What is expected:
The exercise calls for a faithful copy of all the data.

Referring expression pointing data:

• • • •

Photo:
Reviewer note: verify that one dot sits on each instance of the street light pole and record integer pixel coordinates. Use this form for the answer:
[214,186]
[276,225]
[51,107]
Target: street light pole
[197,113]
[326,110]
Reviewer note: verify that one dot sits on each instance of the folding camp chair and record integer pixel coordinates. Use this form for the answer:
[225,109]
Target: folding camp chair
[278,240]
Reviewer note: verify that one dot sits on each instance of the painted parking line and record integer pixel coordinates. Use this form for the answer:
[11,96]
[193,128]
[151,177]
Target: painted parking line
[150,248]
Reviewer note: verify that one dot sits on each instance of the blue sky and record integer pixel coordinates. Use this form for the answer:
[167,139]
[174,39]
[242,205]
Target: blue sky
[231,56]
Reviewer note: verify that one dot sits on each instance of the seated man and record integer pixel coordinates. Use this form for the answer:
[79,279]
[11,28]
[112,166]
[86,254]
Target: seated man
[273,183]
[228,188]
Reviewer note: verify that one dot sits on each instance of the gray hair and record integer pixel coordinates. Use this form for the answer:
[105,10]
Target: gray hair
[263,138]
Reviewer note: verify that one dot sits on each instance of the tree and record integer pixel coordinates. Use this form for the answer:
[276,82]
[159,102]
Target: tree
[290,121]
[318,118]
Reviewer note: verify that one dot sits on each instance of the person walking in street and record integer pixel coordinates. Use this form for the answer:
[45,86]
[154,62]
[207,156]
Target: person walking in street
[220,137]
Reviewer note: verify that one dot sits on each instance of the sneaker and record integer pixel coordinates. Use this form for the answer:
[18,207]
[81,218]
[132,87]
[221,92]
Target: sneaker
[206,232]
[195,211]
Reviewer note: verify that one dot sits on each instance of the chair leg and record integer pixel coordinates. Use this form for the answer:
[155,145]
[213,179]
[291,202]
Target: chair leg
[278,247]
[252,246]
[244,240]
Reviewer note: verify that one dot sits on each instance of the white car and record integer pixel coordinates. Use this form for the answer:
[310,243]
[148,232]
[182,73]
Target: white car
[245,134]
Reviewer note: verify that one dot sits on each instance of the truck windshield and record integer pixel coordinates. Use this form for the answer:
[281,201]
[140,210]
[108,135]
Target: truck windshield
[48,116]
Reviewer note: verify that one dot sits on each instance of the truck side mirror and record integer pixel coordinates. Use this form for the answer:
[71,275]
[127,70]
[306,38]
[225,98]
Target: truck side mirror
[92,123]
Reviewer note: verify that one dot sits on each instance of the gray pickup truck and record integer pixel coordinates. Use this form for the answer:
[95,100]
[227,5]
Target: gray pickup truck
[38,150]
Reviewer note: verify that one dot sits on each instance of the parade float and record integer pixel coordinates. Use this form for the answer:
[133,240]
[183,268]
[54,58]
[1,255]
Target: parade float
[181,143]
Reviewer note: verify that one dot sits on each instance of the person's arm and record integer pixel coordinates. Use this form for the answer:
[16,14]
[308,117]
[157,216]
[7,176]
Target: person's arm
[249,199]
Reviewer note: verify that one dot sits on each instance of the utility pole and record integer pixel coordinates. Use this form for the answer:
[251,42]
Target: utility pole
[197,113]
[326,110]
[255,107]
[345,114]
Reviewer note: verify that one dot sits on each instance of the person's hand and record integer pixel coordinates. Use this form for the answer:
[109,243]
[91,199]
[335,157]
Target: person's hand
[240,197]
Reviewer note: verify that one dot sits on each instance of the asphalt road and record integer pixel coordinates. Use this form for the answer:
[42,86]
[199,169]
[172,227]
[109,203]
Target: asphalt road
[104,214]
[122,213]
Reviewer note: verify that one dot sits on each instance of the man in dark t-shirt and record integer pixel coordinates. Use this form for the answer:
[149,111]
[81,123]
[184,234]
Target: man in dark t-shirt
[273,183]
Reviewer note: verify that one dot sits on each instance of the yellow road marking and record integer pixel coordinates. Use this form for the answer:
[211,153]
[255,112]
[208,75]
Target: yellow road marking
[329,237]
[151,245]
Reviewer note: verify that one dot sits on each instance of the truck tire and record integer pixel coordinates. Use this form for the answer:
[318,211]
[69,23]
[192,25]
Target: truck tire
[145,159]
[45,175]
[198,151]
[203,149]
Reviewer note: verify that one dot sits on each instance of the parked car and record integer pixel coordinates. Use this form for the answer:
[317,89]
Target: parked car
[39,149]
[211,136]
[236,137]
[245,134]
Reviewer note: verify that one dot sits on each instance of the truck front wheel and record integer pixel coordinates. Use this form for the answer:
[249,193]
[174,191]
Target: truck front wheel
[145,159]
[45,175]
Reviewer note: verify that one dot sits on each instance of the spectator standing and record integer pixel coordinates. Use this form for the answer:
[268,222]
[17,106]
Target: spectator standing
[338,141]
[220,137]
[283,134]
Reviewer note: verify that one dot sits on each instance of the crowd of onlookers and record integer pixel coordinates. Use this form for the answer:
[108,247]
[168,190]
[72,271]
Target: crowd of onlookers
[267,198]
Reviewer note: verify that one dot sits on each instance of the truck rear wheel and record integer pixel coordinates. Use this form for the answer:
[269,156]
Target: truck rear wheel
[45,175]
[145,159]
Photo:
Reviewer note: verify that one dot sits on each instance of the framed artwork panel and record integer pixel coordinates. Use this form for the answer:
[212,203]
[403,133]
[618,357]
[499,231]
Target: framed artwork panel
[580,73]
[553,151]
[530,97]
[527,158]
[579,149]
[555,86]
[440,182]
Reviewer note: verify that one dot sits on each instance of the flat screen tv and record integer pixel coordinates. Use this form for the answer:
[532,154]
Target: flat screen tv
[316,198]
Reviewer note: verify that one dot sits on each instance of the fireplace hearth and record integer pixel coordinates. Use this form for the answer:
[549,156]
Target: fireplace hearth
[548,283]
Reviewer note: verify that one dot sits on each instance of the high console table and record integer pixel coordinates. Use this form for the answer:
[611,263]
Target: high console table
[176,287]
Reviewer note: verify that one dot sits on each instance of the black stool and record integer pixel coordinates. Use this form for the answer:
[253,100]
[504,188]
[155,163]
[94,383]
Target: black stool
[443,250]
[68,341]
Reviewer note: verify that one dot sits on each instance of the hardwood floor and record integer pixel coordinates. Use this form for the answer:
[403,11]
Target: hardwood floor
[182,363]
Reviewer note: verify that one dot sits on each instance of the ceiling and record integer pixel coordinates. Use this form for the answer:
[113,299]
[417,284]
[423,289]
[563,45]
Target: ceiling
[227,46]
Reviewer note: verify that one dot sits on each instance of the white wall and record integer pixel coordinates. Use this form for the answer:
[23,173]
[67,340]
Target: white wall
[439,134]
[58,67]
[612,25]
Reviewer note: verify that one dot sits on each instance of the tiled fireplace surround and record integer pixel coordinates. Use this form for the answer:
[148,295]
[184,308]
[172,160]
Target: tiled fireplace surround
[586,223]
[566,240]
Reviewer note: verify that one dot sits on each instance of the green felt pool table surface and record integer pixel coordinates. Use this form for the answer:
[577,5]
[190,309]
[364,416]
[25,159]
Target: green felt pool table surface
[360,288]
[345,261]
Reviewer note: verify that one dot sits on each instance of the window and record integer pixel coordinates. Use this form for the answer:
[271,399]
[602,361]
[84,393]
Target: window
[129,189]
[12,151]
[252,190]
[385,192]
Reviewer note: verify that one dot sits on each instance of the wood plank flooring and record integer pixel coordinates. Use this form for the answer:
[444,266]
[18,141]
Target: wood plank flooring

• • • •

Answer section:
Photo:
Reviewer note: verify that one dot sits on each instance of the street light pole and record integer pixel coordinates. Use this form for the answer:
[214,186]
[276,225]
[51,107]
Target: street light pole
[197,113]
[326,110]
Reviewer note: verify that one dot sits on each instance of the folding camp chair and record integer pixel coordinates. Use this form for the answer:
[225,109]
Target: folding camp chair
[278,240]
Reviewer note: verify that one dot sits on each instance of the painted parking line and record integer pixel coordinates. Use this form for the answer:
[11,96]
[193,128]
[151,177]
Target: painted parking line
[150,248]
Reviewer note: verify that one dot sits on each instance of the blue sky and record integer pixel coordinates. Use this form for the answer:
[167,139]
[174,39]
[242,205]
Target: blue sky
[231,56]
Reviewer note: verify that one dot sits on each instance of the seated man and record integer pixel coordinates. Use this form for the answer:
[79,279]
[11,28]
[112,166]
[86,254]
Target: seated man
[273,183]
[228,188]
Reviewer note: verify that one dot sits on each instance of the gray hair and record integer pixel coordinates. Use this form for the answer:
[105,10]
Target: gray hair
[263,138]
Reviewer note: verify that one dot sits on each instance of the tree and record integer pixel coordinates. Use this form for the answer:
[276,82]
[159,102]
Target: tree
[290,121]
[318,118]
Reviewer note: verify that one dot sits on each instance of the person walking in street and record integer pixel coordinates. Use this form for the answer:
[45,86]
[154,62]
[207,156]
Target: person walking in street
[220,137]
Reviewer note: verify that one dot sits on each instance of the sneaker and record integer pixel coordinates. Use this form for the answer:
[18,207]
[81,218]
[132,87]
[221,92]
Target: sneaker
[206,232]
[195,211]
Reviewer note: verify that one dot sits on each instance of the chair leg and record integer pixel coordinates. Use this form for the answer:
[155,145]
[213,179]
[291,202]
Target: chair leg
[278,247]
[252,246]
[244,240]
Reviewer note: verify that one dot sits on each instance of the white car and record integer pixel coordinates. Use this form for the answer:
[310,243]
[148,232]
[182,73]
Target: white car
[245,134]
Reviewer note: verify that one dot sits on each instance of the truck windshield and record integer pixel coordinates. Use this form for the answer:
[281,201]
[140,210]
[108,135]
Target: truck windshield
[48,116]
Reviewer note: verify that one dot sits on each instance of the truck side mirror and record integer pixel coordinates. Use this form for the answer:
[71,275]
[127,70]
[306,38]
[225,98]
Target: truck side mirror
[92,123]
Reviewer note: verify that one dot sits on each instance of the gray pickup truck and record integer pixel coordinates. Use this form for the answer:
[95,100]
[227,5]
Target: gray pickup truck
[38,150]
Reviewer note: verify that one dot sits on each instance of the parade float and record integer pixel coordinates. Use this form for the answer:
[133,240]
[183,268]
[54,58]
[1,255]
Target: parade float
[181,143]
Reviewer note: verify that one dot sits on each instance of the person's arm and record integer pixel coordinates. Use this form for the answer:
[16,14]
[308,117]
[157,216]
[7,176]
Target: person's arm
[249,199]
Reviewer note: verify that one dot sits on each instance of the utility pole and record integer pixel coordinates. Use this form for the answer:
[251,42]
Target: utility pole
[197,113]
[326,110]
[255,107]
[345,114]
Reviewer note: verify that one dot sits on each instance of the person's hand and record integer pixel coordinates. Use this form for the answer:
[109,243]
[91,199]
[335,157]
Target: person's hand
[240,197]
Reviewer note: verify that one dot sits on each instance of the asphalt road and record integer pixel coordinates. Use this form for the answer:
[42,86]
[199,169]
[172,227]
[109,203]
Target: asphalt road
[104,214]
[122,213]
Reviewer note: verify that one dot sits on each instance of the man in dark t-shirt and record integer pixel coordinates. Use this form for the answer:
[149,111]
[81,123]
[184,234]
Target: man in dark t-shirt
[273,183]
Reviewer note: verify that one dot sits on each instance of the yellow road marking and record integer pixel coordinates. Use this form for the answer:
[211,153]
[255,112]
[208,75]
Target: yellow road marking
[329,237]
[151,245]
Reviewer note: verify that one dot sits on each instance of the truck tire and record integer pixel coordinates. Use this form for the answer:
[318,211]
[69,23]
[192,25]
Target: truck tire
[145,159]
[45,175]
[198,151]
[203,149]
Reviewer note: verify that one dot sits on each instance of the parked car and record integer pixel coordinates. Use this form for the answer:
[317,89]
Target: parked car
[39,149]
[211,136]
[236,137]
[245,134]
Reviewer note: verify that one dot sits on each instance of the truck front wheel and record integer pixel coordinates. Use this form for the answer:
[249,193]
[174,191]
Target: truck front wheel
[145,159]
[45,175]
Reviewer note: verify that one dot sits on each instance of the spectator standing and record integer pixel coordinates. Use this form for the answer:
[268,222]
[17,106]
Target: spectator standing
[338,141]
[220,137]
[283,134]
Reviewer note: verify that one dot sits on each instance of the crowd of onlookers and record integer pixel coordinates. Use this form for the answer:
[108,247]
[168,190]
[72,271]
Target: crowd of onlookers
[267,198]
Reviewer note: verify that one dot sits on each instance of the truck rear wheel and record integer pixel coordinates. Use this form for the answer:
[269,156]
Target: truck rear wheel
[45,175]
[145,159]
Photo:
Reviewer note: verify that one dot sits on each instance of the framed artwork panel and record integer pixel coordinates. Use this form for the answer:
[212,203]
[403,133]
[618,357]
[499,231]
Target: framed artwork panel
[580,73]
[553,151]
[530,97]
[527,158]
[579,149]
[555,86]
[440,182]
Reviewer note: verify that one dot sits on each instance of the flat screen tv and record integer pixel coordinates. Use this form for the answer:
[532,154]
Target: flat screen tv
[316,198]
Reviewer note: verify that one dot sits on each instance of the fireplace hearth and record integer pixel coordinates. Use this form for the answer:
[549,156]
Target: fireplace hearth
[548,283]
Reviewer note: verify that one dot sits on each instance of the high console table and record integer pixel coordinates. Use this form for the answer:
[611,263]
Target: high console table
[176,287]
Reviewer note: verify that one dot sits on each instance of the black stool and record integer pixel coordinates. Use this form for the answer:
[253,100]
[504,188]
[155,163]
[94,383]
Target: black stool
[443,250]
[68,341]
Reviewer note: verify that one dot sits on each instance of the hardwood floor and record integer pixel coordinates. Use this form for the answer:
[403,11]
Target: hardwood floor
[182,363]
Reviewer note: verify that one dot sits on each instance of the ceiling and record integer pixel coordinates. Use this form for the answer:
[113,299]
[417,284]
[423,289]
[563,45]
Target: ceiling
[227,46]
Reviewer note: verify that one dot sits on each instance of the white wall and record integer pixel coordinates. Use this form for the answer:
[23,173]
[67,340]
Target: white wall
[439,134]
[58,67]
[612,25]
Reviewer note: verify that one dot sits on each instance of the tiled fireplace surround and record integer pixel coordinates. Use this form for the answer:
[148,295]
[184,308]
[172,160]
Target: tiled fireplace surround
[586,223]
[566,240]
Reviewer note: verify that one dot sits on each instance of the green felt pool table surface and record integer pixel coordinates. Use this form for the answer:
[577,5]
[190,309]
[364,416]
[25,159]
Target: green felt pool table surface
[360,288]
[345,261]
Reviewer note: verify that one dot sits on each instance of the window and record integer pixel coordinates. Use this form for the answer:
[271,399]
[602,361]
[84,393]
Target: window
[129,189]
[12,151]
[252,190]
[385,192]
Reviewer note: verify that one dot sits on each instance of the wood plank flooring and record integer pixel coordinates. Use this form for the answer:
[444,266]
[18,141]
Target: wood plank flooring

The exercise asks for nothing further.